Start of Exercise material

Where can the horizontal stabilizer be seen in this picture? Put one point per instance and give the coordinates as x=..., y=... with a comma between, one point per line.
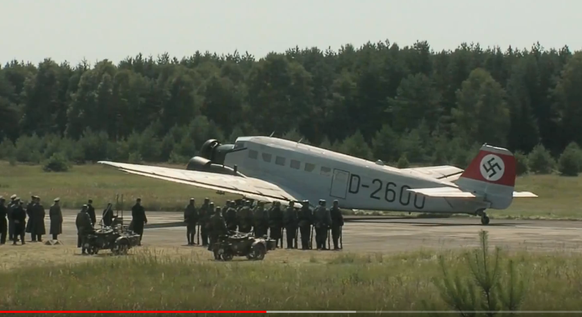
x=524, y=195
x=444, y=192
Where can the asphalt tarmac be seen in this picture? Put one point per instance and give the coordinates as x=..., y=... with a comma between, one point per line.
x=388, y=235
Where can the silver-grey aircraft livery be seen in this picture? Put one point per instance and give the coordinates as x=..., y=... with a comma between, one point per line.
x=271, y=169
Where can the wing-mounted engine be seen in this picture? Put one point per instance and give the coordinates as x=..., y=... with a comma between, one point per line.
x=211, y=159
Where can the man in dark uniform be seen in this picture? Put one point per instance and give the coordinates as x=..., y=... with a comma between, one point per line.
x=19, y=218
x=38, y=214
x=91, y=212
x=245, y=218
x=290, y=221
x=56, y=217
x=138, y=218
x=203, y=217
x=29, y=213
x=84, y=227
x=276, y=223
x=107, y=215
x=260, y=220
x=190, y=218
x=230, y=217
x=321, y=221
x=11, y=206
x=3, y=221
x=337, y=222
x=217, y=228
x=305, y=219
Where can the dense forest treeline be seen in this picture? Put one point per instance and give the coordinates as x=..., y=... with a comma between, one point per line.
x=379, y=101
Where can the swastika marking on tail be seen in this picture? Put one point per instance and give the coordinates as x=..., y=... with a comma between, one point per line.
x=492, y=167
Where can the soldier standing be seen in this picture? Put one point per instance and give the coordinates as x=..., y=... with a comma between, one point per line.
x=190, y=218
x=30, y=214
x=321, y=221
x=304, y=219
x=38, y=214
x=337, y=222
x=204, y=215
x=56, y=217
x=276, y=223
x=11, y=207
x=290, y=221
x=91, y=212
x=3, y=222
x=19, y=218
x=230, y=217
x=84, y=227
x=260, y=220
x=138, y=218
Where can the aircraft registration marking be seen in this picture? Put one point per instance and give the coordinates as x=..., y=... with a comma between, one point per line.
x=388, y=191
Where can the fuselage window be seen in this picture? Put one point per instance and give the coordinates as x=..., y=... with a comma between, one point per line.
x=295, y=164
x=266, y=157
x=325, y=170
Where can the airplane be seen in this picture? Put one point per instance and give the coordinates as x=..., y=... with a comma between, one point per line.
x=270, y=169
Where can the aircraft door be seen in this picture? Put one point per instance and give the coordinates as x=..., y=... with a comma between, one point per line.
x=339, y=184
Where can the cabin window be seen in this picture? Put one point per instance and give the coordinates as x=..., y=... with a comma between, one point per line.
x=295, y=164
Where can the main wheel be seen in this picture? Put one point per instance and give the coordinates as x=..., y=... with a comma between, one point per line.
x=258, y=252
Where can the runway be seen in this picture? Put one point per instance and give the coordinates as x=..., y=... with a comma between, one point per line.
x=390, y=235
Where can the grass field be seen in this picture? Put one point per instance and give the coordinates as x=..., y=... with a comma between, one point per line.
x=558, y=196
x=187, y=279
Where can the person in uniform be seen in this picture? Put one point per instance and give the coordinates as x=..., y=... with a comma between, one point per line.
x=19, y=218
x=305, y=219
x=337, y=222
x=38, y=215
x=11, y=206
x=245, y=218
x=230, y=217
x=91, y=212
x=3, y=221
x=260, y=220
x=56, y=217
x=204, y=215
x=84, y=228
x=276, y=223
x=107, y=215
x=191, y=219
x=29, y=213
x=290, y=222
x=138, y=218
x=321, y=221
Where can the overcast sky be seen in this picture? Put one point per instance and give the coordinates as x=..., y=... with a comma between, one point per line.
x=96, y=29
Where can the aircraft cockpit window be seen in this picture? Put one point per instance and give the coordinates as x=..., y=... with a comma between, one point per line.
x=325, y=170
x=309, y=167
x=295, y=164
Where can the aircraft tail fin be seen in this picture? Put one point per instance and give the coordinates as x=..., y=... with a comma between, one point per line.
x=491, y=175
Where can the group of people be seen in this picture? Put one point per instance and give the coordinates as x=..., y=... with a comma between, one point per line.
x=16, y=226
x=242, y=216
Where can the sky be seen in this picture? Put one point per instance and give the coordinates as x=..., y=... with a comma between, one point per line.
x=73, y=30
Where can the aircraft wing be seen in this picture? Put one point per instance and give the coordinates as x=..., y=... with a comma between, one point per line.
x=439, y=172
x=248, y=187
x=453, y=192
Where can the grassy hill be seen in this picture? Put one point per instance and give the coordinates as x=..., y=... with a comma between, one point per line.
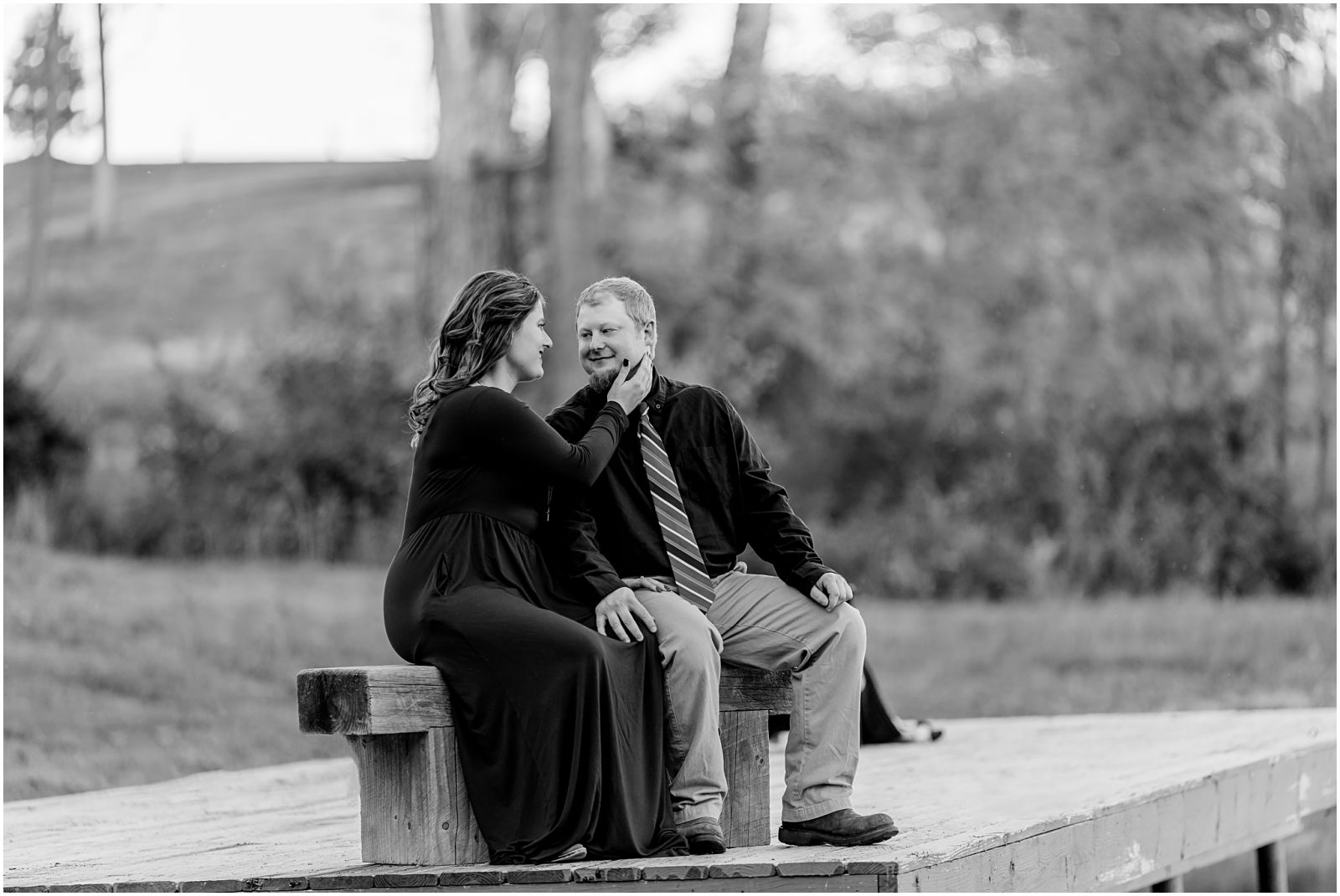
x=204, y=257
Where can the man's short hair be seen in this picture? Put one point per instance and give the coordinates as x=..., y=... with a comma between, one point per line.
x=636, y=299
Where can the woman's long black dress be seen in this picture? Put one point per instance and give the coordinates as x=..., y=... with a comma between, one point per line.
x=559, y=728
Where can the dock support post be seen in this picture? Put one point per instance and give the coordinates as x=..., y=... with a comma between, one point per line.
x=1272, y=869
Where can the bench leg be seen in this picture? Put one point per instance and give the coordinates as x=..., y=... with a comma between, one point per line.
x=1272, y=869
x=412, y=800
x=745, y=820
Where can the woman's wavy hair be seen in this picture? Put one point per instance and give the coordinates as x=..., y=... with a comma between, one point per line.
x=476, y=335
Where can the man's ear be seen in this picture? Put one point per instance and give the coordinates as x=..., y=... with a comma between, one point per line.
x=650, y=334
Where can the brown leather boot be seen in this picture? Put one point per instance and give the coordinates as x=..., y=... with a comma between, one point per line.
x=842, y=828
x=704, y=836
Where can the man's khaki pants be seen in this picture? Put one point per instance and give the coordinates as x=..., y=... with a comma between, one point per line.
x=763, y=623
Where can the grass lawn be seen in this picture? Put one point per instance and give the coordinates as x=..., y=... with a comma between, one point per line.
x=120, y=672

End of Exercise material
Start of Exercise material

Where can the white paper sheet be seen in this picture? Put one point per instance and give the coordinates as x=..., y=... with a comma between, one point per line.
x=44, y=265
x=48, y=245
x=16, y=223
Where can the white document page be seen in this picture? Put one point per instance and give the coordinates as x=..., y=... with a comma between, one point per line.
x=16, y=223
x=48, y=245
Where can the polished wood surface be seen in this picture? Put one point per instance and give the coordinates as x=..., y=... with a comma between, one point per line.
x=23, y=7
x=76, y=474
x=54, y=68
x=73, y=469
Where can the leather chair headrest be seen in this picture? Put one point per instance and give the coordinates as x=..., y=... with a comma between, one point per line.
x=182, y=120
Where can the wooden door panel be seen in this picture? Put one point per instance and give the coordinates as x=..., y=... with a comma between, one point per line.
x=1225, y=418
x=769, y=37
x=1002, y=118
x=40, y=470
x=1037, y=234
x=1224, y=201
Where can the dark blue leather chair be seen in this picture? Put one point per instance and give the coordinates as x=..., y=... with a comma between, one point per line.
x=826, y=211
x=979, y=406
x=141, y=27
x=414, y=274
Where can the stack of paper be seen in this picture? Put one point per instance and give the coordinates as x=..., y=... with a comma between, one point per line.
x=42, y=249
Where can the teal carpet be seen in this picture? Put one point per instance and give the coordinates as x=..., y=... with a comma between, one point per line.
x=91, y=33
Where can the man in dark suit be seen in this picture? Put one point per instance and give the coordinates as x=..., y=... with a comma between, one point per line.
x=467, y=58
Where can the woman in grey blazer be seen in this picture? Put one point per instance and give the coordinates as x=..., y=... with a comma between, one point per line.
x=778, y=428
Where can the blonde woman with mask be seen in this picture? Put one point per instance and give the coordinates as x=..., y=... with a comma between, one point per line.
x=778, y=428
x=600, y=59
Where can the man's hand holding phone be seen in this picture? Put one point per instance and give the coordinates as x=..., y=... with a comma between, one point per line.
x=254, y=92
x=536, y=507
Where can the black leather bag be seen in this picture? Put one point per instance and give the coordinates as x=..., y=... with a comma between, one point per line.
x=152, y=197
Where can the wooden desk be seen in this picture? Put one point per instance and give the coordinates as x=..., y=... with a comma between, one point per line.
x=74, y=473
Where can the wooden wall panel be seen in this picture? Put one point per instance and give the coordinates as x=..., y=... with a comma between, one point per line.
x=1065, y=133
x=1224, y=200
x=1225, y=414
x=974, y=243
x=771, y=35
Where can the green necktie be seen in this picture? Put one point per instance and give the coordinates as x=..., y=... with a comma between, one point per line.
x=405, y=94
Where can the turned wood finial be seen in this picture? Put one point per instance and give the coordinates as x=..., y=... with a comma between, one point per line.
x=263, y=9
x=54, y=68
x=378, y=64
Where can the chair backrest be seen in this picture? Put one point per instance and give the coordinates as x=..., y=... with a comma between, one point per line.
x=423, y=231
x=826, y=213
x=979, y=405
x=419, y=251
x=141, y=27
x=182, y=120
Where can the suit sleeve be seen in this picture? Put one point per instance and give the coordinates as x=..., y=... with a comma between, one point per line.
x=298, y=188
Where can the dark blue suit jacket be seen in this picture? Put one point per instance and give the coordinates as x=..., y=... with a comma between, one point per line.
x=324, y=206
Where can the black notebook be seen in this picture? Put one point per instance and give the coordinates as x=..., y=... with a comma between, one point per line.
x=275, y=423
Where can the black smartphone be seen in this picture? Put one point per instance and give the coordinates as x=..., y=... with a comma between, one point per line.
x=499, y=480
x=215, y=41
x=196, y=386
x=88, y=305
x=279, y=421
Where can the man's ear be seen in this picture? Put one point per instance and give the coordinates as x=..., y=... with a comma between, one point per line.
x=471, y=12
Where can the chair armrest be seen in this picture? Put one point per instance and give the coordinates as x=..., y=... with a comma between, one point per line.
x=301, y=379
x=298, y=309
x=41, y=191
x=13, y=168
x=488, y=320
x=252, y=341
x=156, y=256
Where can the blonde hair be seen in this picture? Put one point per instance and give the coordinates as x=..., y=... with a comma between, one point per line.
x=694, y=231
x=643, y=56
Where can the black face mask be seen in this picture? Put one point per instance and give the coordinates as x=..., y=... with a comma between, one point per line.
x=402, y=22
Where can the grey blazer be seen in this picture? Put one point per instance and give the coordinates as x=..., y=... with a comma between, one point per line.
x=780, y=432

End of Exercise material

→ **Job**:
Set out the data lines between the one holding "Where can the leather" and the one holding "x=414, y=274", inclusive, as a Markdown table with the columns Row and Line, numbering each row and leaving out any blank lines.

→ **Worked answer**:
| Row | Line |
|---|---|
| 1 | Where can the leather chair headrest be seen in this picture? Put one point per instance and give the coordinates as x=..., y=... with a comma between, one point per line. |
| 2 | x=182, y=120 |
| 3 | Where can the wooden door panel be seen in this picture? Put one point per instance and give the coordinates as x=..., y=... with a comma between, one point per line. |
| 4 | x=1225, y=418 |
| 5 | x=769, y=37 |
| 6 | x=1002, y=118 |
| 7 | x=40, y=470 |
| 8 | x=1037, y=234 |
| 9 | x=1224, y=201 |
| 10 | Where can the dark blue leather chair be seen in this picture? Put one point per instance and give the coordinates as x=..., y=... with a comma between, one point per line. |
| 11 | x=826, y=211 |
| 12 | x=979, y=406 |
| 13 | x=141, y=27 |
| 14 | x=414, y=274 |